◆ WHAT IS EXPECTED
Return verbatim the run of lines that opens with the line holding "# test: identify the dark" and closes with the last line of the records.
* * * * *
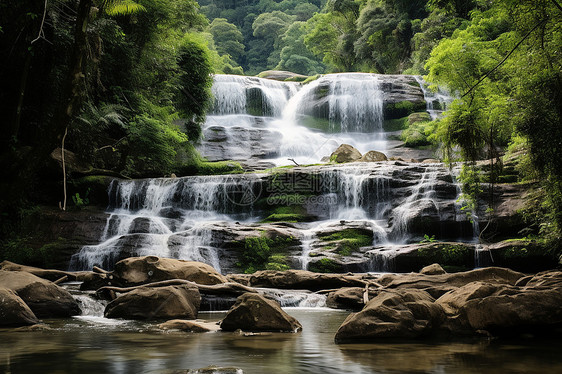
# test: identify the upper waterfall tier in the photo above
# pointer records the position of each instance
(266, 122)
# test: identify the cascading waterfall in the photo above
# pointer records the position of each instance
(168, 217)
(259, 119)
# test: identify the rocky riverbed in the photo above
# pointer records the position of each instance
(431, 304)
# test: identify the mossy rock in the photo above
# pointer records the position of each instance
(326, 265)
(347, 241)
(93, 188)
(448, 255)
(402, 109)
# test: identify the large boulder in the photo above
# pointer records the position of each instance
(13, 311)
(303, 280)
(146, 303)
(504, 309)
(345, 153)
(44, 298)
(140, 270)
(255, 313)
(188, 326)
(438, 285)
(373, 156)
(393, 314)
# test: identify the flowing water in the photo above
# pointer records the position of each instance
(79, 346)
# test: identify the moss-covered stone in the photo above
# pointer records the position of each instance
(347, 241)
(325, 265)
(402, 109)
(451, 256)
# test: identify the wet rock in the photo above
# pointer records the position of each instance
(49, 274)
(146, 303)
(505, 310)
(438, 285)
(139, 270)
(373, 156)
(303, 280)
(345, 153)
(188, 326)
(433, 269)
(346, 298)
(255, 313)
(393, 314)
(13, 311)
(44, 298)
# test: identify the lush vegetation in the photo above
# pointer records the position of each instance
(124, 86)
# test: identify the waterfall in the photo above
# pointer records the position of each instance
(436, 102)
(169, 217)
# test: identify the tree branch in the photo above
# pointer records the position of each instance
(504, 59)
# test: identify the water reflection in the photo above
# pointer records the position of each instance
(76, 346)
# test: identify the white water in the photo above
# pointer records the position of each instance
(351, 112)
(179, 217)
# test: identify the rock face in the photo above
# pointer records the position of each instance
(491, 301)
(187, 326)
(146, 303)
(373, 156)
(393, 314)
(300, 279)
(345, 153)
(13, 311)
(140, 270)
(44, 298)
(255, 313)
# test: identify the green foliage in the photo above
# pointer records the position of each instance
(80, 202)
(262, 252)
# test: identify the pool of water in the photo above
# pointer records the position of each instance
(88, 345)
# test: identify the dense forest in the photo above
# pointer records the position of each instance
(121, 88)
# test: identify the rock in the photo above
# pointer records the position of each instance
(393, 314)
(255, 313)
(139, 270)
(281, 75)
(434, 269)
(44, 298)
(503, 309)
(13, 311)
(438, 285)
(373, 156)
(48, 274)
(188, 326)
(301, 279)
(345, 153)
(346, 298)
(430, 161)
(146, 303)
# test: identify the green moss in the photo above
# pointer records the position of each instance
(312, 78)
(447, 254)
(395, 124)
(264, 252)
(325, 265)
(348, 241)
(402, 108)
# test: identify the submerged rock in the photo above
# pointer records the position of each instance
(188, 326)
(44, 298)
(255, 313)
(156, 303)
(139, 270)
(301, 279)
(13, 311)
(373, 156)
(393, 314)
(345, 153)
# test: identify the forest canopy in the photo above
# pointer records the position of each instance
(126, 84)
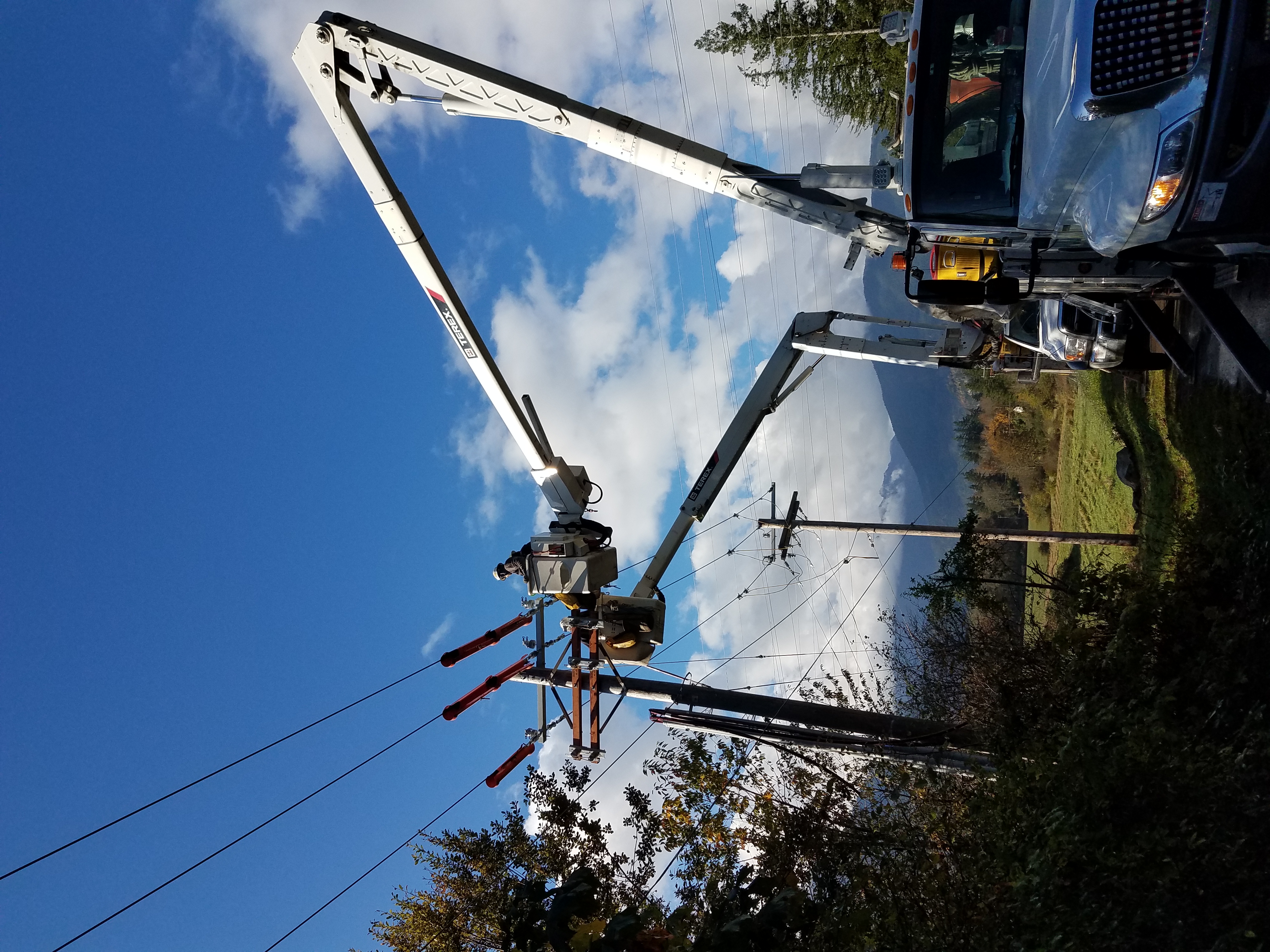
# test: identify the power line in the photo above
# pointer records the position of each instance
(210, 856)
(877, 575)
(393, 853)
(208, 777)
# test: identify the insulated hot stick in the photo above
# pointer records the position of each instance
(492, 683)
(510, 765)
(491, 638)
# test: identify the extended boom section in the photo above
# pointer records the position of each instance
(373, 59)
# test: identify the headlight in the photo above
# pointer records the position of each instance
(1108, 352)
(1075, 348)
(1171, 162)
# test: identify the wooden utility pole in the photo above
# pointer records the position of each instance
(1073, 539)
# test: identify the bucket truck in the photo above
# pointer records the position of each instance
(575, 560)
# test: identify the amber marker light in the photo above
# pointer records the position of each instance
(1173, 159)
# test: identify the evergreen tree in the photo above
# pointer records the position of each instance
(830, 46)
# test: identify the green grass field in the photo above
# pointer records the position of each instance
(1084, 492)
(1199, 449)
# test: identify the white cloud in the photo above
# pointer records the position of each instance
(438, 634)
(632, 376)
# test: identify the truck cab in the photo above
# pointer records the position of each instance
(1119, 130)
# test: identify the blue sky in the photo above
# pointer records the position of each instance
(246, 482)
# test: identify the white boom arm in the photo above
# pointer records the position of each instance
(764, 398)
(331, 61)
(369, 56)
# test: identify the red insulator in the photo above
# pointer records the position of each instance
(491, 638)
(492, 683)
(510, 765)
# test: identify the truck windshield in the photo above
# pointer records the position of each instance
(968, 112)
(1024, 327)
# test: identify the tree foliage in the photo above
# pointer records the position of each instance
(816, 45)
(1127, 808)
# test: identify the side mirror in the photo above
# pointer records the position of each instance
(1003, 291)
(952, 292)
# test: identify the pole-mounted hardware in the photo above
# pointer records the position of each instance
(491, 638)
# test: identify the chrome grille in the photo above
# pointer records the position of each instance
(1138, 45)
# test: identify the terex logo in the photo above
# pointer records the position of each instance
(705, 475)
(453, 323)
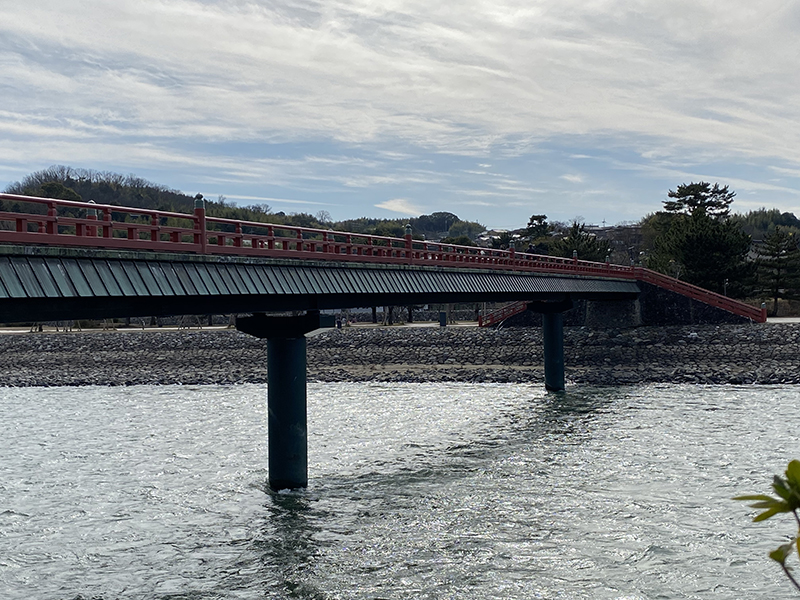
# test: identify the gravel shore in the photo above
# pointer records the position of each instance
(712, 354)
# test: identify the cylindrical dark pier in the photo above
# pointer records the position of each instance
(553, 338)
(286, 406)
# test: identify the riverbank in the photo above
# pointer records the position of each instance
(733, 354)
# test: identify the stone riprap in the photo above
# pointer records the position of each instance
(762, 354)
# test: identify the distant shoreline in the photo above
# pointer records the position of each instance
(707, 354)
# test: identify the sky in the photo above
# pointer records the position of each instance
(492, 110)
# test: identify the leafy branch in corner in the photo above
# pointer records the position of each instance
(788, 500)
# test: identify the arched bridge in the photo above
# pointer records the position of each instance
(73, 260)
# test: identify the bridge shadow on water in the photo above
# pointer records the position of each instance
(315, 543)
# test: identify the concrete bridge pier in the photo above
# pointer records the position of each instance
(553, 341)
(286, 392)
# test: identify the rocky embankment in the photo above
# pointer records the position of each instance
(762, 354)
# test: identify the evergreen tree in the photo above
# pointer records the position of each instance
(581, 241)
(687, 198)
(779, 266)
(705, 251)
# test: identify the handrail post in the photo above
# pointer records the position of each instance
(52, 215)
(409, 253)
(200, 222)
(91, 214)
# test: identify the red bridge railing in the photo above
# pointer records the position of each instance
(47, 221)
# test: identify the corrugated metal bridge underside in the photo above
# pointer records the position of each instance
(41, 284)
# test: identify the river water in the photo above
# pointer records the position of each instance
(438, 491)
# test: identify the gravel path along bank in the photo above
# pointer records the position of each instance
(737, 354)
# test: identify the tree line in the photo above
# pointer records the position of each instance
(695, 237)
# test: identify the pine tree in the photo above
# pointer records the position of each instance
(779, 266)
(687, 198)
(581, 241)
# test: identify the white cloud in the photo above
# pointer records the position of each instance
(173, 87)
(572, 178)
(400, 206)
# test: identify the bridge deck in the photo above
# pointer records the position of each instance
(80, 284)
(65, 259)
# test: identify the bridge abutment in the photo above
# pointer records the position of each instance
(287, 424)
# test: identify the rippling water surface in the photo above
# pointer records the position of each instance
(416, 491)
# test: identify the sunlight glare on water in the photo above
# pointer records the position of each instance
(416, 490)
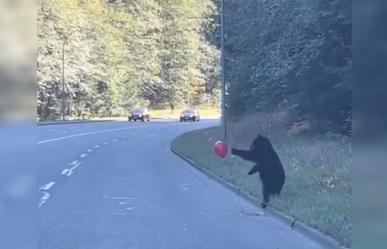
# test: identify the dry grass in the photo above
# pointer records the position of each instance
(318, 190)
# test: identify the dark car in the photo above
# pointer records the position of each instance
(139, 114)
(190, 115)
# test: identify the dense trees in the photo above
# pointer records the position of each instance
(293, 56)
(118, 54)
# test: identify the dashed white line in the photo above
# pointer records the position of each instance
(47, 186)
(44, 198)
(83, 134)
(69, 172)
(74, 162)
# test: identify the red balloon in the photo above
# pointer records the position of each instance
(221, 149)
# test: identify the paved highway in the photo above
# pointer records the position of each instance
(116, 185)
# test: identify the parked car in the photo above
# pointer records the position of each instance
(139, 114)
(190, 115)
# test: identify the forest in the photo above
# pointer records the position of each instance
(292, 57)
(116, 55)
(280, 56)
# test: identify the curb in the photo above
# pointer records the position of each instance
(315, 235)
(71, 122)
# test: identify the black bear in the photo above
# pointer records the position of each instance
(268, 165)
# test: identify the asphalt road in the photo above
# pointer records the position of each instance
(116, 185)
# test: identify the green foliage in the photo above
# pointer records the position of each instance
* * * * *
◆ SOLVED PROBLEM
# test: identify the dark car in the photo above
# pointer records the position of each instance
(139, 114)
(190, 115)
# test: identify the dense trees in the photo above
# pointer records the position of each instance
(293, 56)
(118, 54)
# test: identify the dashed white line in the photo above
# pointer records the position of each instance
(47, 186)
(44, 198)
(83, 134)
(69, 172)
(74, 162)
# test: identify the red balloon in the photo above
# pointer records the position of each instance
(221, 149)
# test: identify the paved highway in the photo above
# pointer records the position of each instance
(116, 185)
# test: identify the parked car in the photo above
# pointer records the position of each instance
(139, 114)
(190, 115)
# test: identify the forest in the photo above
# pointer records the position of each instance
(292, 57)
(116, 55)
(280, 56)
# test: identify the curb in the photo above
# pointer records the position of each instance
(315, 235)
(71, 122)
# test: identify the black bear in the photo above
# pointer records the position of each instance
(268, 165)
# test: identify the asphalt road in the photo above
# pointer records the position of each instance
(116, 185)
# test: identify the green foliage in the photo above
# pointer records the position of each instance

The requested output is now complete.